#### Data excerpts ####

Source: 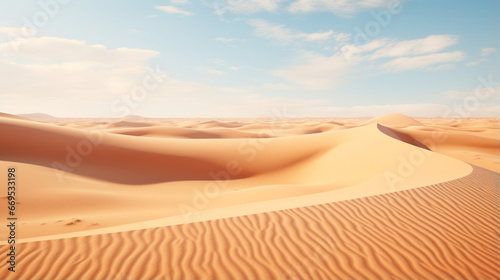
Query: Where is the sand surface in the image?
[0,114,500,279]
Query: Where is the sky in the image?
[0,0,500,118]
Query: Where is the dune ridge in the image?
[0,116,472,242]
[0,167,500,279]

####
#### Data excerpts ####

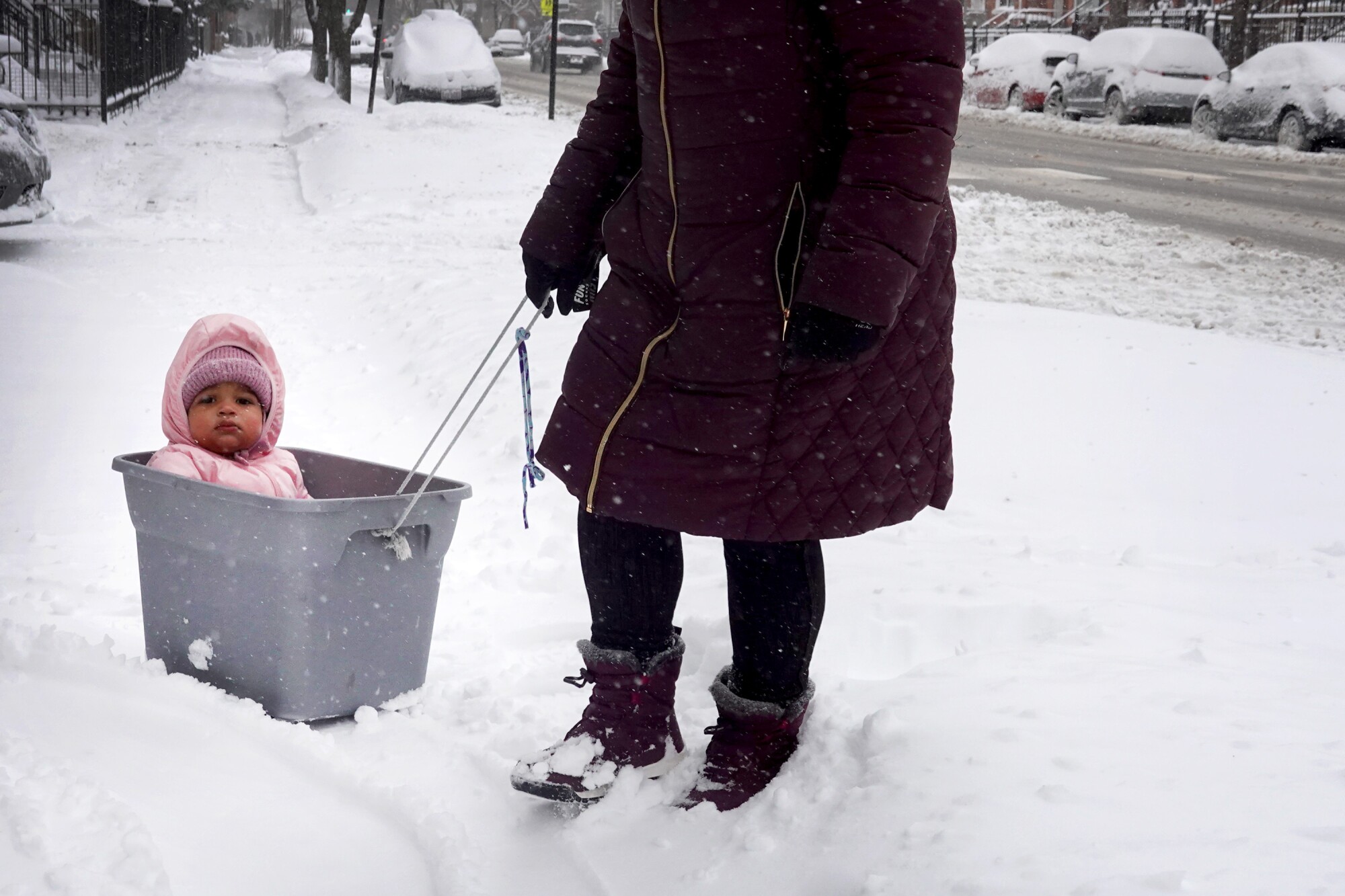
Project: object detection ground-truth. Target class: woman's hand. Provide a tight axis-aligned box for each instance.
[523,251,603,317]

####

**Directions**
Reproduce everything from the line containing "Project: object detection" down to the line containing "[523,251,603,317]", both included, with the request text unchanged. Multiply every bounding-box coordinate in the answers by 2.1 and round each result to a whole number, with halves rounded up.

**Answer to this problem**
Project: object detection ground-truth. Target class: woman's hand. Provide a tight axis-aligned box for each instance.
[1098,527,1266,666]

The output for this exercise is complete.